* **PAGE EXTRACT**
▬▬▬▬▬▬

The internet has become a great place for viral storytelling. Through the advent of horror short stories (otherwise known as “Creepypasta”) a new generation of people can scare others through short-form fiction and pass the metaphorical baton onto another to continue the story. This is why the “Slenderman,” created in 2009 from the Something Awful online forum, was able to resonate with so many people. The simplistic design, the inclusion of children into the narrative and convincing black-and-white photos allowed multiple forum members to get in on the act.
But what can happen when that act becomes so compelling and convincing that it can flip a switch in someone’s mind? Well, that’s what filmmaker Irene Taylor Brodsky is trying to find out with her documentary Beware the Slenderman which made its debut at SXSW earlier this year. The documentary follows the criminal investigation of Anissa Weier and Morgan Geyser, two twelve year old girls who brutally stabbed their friend 19 times and left her for dead in the forest. The victim managed to survive with Weier and Geyser being taken into custody, claiming they committed the act in order to appease the Slenderman.
The Slenderman may be a compelling fictional character to many internet-users with the character inspiring a successful video game franchise from Parsec Productions, served as inspiration for “The Enderman” in Minecraft, a movie called The Tall Man movie from Image Entertainment and the successful found-footage online series turned movie Marble Hornets. But in a new age of communication and storytelling that’s easily accessible to anyone of any age, it’s worth asking what effect this new media can have on impressionable people. Fiction is a powerful force and can resonate with people very differently, sometimes in dangerous ways.
Beware the Slenderman will debut on HBO in early 2017. The trial of Anissa Weier and Morgan Geyser is still ongoing.

▬▬▬▬▬▬

* **GIVEN ENTRIES**
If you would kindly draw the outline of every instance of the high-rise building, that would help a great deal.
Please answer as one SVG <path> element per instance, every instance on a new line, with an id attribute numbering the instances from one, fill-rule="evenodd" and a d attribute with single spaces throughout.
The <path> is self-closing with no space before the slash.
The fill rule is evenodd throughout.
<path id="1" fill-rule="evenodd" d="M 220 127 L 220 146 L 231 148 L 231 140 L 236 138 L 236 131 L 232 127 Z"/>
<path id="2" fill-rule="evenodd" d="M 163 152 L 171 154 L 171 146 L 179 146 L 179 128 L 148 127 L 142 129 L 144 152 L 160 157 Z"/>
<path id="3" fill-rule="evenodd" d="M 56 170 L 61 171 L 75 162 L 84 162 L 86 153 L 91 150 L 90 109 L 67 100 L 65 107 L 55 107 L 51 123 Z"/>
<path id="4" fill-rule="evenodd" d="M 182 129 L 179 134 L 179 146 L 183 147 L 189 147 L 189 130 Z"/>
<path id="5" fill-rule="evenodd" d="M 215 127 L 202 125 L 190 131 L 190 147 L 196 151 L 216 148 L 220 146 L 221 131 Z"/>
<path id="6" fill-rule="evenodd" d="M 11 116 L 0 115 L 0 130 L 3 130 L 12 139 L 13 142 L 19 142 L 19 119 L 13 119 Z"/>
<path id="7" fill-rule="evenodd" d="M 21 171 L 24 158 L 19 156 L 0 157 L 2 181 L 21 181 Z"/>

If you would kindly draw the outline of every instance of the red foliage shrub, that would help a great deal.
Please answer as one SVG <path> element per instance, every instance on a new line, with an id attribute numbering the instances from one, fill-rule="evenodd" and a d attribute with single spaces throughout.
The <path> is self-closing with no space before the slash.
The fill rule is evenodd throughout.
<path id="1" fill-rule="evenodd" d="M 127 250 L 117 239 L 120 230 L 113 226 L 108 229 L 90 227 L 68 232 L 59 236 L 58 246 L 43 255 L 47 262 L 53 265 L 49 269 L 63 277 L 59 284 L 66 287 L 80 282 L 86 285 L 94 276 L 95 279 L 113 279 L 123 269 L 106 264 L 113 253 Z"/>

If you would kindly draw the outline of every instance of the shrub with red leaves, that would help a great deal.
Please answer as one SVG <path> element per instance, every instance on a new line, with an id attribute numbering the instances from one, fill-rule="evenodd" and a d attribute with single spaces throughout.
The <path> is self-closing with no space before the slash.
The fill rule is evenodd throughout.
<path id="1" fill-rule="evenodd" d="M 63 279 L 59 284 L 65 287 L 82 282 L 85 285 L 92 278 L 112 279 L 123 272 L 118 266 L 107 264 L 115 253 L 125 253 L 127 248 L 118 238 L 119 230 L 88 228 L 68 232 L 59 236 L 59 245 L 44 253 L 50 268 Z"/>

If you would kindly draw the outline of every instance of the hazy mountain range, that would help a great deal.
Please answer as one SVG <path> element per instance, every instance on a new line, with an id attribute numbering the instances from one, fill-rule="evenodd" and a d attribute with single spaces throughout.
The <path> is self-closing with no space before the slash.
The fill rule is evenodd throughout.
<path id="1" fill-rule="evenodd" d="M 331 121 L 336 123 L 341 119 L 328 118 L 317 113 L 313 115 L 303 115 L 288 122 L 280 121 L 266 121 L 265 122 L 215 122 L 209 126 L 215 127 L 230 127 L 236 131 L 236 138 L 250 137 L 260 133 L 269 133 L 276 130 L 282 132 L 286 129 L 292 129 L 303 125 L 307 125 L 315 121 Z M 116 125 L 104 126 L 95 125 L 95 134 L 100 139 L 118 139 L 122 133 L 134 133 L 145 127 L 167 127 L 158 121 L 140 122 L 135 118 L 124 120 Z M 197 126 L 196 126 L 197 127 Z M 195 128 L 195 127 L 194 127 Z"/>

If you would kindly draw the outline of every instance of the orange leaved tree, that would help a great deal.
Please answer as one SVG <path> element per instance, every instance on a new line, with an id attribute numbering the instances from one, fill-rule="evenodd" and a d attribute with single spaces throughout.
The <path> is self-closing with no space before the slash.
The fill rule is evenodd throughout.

▬▬▬▬▬▬

* **PROBLEMS AND TASKS**
[A] Reproduce the passage of the Slenderman article from "The Slenderman may" up to and including "in dangerous ways.".
[B] According to the Slenderman article, where did the documentary Beware the Slenderman make its debut?
[C] List the features of the Slenderman that, according to the Slenderman article, allowed multiple forum members to get in on the act.

* **ANSWERS FOR EACH ITEM**
[A]
The Slenderman may be a compelling fictional character to many internet-users with the character inspiring a successful video game franchise from Parsec Productions, served as inspiration for “The Enderman” in Minecraft, a movie called The Tall Man movie from Image Entertainment and the successful found-footage online series turned movie Marble Hornets. But in a new age of communication and storytelling that’s easily accessible to anyone of any age, it’s worth asking what effect this new media can have on impressionable people. Fiction is a powerful force and can resonate with people very differently, sometimes in dangerous ways.

[B] It made its debut at SXSW.

[C]
- The simplistic design
- The inclusion of children into the narrative
- Convincing black-and-white photos